Dataset entries
....................

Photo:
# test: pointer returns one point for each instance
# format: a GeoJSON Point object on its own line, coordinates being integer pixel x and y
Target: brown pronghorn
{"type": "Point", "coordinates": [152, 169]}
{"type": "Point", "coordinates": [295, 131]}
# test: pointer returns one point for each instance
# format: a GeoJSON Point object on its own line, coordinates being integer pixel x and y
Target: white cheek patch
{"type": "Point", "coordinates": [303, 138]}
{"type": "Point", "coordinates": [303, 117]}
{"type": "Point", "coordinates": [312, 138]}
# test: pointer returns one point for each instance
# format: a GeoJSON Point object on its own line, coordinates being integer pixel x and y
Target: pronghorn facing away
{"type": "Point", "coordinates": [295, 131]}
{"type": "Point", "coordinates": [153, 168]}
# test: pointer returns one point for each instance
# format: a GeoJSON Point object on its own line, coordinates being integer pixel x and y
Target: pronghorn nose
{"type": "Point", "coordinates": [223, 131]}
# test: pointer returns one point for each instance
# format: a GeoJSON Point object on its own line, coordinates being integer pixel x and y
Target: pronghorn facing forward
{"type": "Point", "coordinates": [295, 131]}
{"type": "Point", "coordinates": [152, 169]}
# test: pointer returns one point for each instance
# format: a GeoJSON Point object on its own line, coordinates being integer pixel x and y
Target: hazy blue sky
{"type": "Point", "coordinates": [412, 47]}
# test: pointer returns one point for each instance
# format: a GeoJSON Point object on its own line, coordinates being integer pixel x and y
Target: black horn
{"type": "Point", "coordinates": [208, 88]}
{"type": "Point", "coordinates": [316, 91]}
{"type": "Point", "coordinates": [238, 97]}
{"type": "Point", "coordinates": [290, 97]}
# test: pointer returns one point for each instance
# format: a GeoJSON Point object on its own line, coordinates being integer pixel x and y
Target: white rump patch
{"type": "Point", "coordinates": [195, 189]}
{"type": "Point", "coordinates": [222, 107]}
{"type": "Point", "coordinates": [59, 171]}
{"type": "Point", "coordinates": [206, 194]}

....................

_What is required_
Copy each entry exactly. Omit none.

_Response to this exercise_
Photo:
# test: pointer returns one point for each instance
# format: a GeoJSON Point object on its own line, coordinates being integer pixel x and y
Target: brown pronghorn
{"type": "Point", "coordinates": [152, 169]}
{"type": "Point", "coordinates": [295, 131]}
# test: pointer returns one point for each instance
# format: a GeoJSON Point object on its own line, coordinates being integer pixel x and y
Target: white cheek patch
{"type": "Point", "coordinates": [303, 138]}
{"type": "Point", "coordinates": [303, 117]}
{"type": "Point", "coordinates": [312, 138]}
# test: pointer returns one point for each instance
# format: a GeoJSON Point object on its own line, coordinates being integer pixel x and y
Target: pronghorn facing away
{"type": "Point", "coordinates": [295, 131]}
{"type": "Point", "coordinates": [153, 168]}
# test: pointer returns one point for each instance
# format: a GeoJSON Point object on its own line, coordinates being integer pixel x and y
Target: pronghorn nose
{"type": "Point", "coordinates": [223, 131]}
# test: pointer returns one point for each instance
# format: a GeoJSON Point object on its own line, coordinates being integer pixel x and y
Target: pronghorn facing forward
{"type": "Point", "coordinates": [295, 131]}
{"type": "Point", "coordinates": [152, 169]}
# test: pointer returns one point for each instance
# format: a GeoJSON Point object on its own line, coordinates being integer pixel x and y
Target: hazy blue sky
{"type": "Point", "coordinates": [412, 47]}
# test: pointer returns one point for each instance
# format: a GeoJSON Point object on its own line, coordinates being integer pixel x and y
Target: black horn
{"type": "Point", "coordinates": [208, 88]}
{"type": "Point", "coordinates": [316, 91]}
{"type": "Point", "coordinates": [238, 97]}
{"type": "Point", "coordinates": [290, 97]}
# test: pointer returns one point for each instance
# format: a GeoJSON Point object on its own line, coordinates being integer pixel x and y
Target: white rump patch
{"type": "Point", "coordinates": [195, 189]}
{"type": "Point", "coordinates": [222, 107]}
{"type": "Point", "coordinates": [59, 171]}
{"type": "Point", "coordinates": [206, 194]}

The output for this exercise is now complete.